# What is being asked:
Output every line of the listing below as a numbered list, leaving out any blank lines.

# Detection annotation listing:
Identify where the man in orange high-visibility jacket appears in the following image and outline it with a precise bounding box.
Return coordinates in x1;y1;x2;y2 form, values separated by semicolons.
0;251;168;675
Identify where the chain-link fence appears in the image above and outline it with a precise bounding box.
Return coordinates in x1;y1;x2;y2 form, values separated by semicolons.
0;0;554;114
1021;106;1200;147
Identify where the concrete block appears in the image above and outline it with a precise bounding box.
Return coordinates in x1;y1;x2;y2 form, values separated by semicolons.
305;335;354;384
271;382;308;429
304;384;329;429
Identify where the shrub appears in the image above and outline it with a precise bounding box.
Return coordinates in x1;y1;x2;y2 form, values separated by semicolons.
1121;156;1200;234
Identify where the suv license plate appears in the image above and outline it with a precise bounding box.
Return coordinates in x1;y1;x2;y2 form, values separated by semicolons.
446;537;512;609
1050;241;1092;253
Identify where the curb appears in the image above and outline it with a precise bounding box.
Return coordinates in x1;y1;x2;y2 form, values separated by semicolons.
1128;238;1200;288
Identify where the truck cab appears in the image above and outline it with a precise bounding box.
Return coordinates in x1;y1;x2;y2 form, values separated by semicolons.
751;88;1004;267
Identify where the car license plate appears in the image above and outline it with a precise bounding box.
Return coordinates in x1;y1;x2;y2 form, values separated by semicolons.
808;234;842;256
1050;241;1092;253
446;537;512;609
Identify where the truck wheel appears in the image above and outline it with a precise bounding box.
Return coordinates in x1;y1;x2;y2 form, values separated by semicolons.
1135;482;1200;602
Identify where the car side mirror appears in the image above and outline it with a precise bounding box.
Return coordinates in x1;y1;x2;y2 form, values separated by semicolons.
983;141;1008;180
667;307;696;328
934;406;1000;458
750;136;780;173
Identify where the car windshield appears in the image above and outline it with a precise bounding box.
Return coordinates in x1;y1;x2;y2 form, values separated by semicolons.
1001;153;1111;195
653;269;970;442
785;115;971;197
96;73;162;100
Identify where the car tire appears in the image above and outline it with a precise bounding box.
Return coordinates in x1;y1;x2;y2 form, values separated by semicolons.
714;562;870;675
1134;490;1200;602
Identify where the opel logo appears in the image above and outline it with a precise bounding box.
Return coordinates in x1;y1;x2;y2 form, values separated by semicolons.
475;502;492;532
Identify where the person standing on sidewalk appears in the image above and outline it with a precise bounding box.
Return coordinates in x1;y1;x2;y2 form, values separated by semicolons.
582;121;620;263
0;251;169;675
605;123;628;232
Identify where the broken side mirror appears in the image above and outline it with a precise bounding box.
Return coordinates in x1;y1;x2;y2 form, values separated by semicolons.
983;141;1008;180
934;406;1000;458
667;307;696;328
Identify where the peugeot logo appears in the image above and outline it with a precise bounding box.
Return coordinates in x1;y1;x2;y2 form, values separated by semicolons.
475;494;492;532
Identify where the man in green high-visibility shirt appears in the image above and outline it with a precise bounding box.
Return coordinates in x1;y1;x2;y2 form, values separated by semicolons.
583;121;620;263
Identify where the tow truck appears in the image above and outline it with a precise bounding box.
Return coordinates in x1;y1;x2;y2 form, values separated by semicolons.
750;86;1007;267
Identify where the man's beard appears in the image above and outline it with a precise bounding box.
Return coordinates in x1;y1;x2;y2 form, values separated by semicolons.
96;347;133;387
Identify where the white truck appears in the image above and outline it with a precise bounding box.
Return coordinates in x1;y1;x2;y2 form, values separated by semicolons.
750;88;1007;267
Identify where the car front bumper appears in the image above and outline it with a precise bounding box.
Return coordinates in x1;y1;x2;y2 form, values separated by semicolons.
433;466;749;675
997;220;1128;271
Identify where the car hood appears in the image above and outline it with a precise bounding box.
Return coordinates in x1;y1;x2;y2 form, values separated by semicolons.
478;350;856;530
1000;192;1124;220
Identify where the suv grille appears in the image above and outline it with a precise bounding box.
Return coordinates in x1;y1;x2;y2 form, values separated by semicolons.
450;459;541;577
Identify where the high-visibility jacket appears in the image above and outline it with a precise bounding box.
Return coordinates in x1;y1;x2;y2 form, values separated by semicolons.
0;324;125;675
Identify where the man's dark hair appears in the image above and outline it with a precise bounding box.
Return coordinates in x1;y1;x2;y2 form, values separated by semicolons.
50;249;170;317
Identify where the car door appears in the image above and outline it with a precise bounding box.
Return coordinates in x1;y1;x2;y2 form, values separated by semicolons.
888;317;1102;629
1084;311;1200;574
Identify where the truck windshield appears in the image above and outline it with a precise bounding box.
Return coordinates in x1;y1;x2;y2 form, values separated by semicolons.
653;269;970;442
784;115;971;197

# Task solution:
1. Identify where the man in orange high-visibility jacket appears in the following image and outline it with a precise bounding box.
2. Return coordinates in x1;y1;x2;y2 form, values separated by semicolons.
3. 0;251;168;675
4. Identify where the chain-link fence appears in the image above and outline it with a precise bounding box.
5. Return coordinates in x1;y1;x2;y2 form, values separated by semicolons.
6. 0;0;554;114
7. 1021;106;1200;147
8. Identify where the concrete block appears in the image above and outline it with a precise bounding box.
9. Return coordinates in x1;y1;x2;y2 form, values separated by semicolons.
10. 305;335;354;384
11. 271;382;308;429
12. 304;384;329;429
13. Identify where the shrub appears in the image above and outline it with a precise bounding box.
14. Return coordinates in x1;y1;x2;y2 form, values separated by semicolons.
15. 1121;156;1200;234
16. Identify where the suv license plate appears in the image above and outline it with a precise bounding box.
17. Return coordinates in x1;y1;x2;y2 form, values separated by semicolons.
18. 446;537;512;609
19. 1050;241;1092;253
20. Identify where the curb appears in the image above and outline it with a precise bounding box.
21. Return coordinates in x1;y1;x2;y2 form, values separated by semicolons.
22. 1128;238;1200;288
23. Identify where the truck cab appears in the image above and outline it with a precise bounding box.
24. Return coordinates in x1;y1;x2;y2 form, values separated by semicolons.
25. 751;88;1004;267
26. Identify where the car license plate appears in the image above and outline it with a precise bounding box.
27. Return coordinates in x1;y1;x2;y2 form, values separated by semicolons.
28. 808;234;842;256
29. 1050;241;1092;253
30. 446;537;512;609
31. Identify where the truck wheel appears in the image above and outline it with a precise bounding box.
32. Return coordinates in x1;y1;x2;y2 form, values separated by semicolons.
33. 1135;482;1200;602
34. Identify where the car side mirror appears in the image above and outline it with a precise bounding box.
35. Return coordinates in x1;y1;x2;y2 form, values separated by semicolons.
36. 983;141;1008;180
37. 667;307;696;328
38. 934;406;1000;458
39. 750;136;780;173
40. Identify where the car windshield appears in the image above and outline it with a precise bounding box.
41. Return coordinates in x1;y1;x2;y2 form, values separated by semicolons.
42. 1001;153;1111;195
43. 653;269;970;442
44. 785;115;971;197
45. 96;73;162;100
46. Identify where the car tire appears in the image above and outline it with a precise bounding box.
47. Return coordinates in x1;y1;x2;y2 form, values separated by semicolons.
48. 714;562;870;675
49. 1134;490;1200;602
50. Identify where the opel logo appears in the image above and outline it with a precise bounding box.
51. Return coordinates in x1;y1;x2;y2 form, values separated by semicolons.
52. 475;502;492;532
53. Identify where the person standing on sidewalk appears in the image above and outline it with a precise bounding box.
54. Return coordinates in x1;y1;x2;y2 form, values separated by semicolons.
55. 582;121;620;263
56. 0;251;169;675
57. 605;123;628;232
58. Identify where the broken side mirror appears in the image above and outline it with a precise bounding box.
59. Return coordinates in x1;y1;x2;y2 form, values separated by semicolons.
60. 983;141;1008;180
61. 934;406;1000;458
62. 667;307;696;328
63. Identify where the peugeot logo appears in the image above and outline it with a precise bounding box.
64. Return coordinates in x1;y1;x2;y2 form, values separated by semicolons.
65. 475;494;492;532
66. Identify where the man in green high-visibility shirt appears in the image above and outline it with a precise bounding box.
67. Return coordinates in x1;y1;x2;y2 form, values separated by semicolons.
68. 583;121;620;263
69. Identify where the tow truck appears in the image above and outline it with a precise bounding box.
70. Return coordinates in x1;y1;x2;y2 form, values separated by semicolons.
71. 750;86;1007;267
72. Identify where the man's beard appears in the image above and outline it with a precise bounding box.
73. Return coordinates in x1;y1;x2;y2 form, values separated by semicolons.
74. 96;347;133;387
75. Identify where the white truck appears in the image above and outline it with a precise bounding box.
76. Return coordinates in x1;y1;x2;y2 form, values separated by semicolons.
77. 750;88;1007;267
78. Identify where the car front bumper appears in the image above and outline it with a precise bounding box.
79. Return coordinates in x1;y1;x2;y2 form, values separated by semicolons.
80. 433;466;749;675
81. 997;220;1128;271
82. Identify where the car hood appears in the image above and outline it with a precise bounding box.
83. Return coordinates in x1;y1;x2;y2 form, values separated by semicolons.
84. 478;350;856;530
85. 1000;192;1124;220
86. Identify where the suv grille appears in the image above and outline it with a precise bounding box.
87. Return coordinates in x1;y1;x2;y2 form, values separated by semicolons.
88. 450;459;541;577
89. Identify where the high-visibility jacket appears in the image above and outline it with a precise bounding box.
90. Return coordinates in x1;y1;x2;y2 form, values separated by semicolons.
91. 0;324;125;675
92. Identify where the man's dark hair appears in the image above and outline it with a precise bounding box.
93. Return coordinates in x1;y1;x2;y2 form, values separated by semicolons.
94. 50;249;170;317
95. Identify where the car door appears in the image above and outline it with a precise bounding box.
96. Return coordinates in x1;y1;x2;y2 form, values separated by semicolons.
97. 888;317;1102;629
98. 1084;311;1200;574
99. Identify where the truck windshield appears in the image above and outline it with a precise bounding box.
100. Return coordinates in x1;y1;x2;y2 form, values separated by semicolons.
101. 653;269;970;442
102. 784;115;971;197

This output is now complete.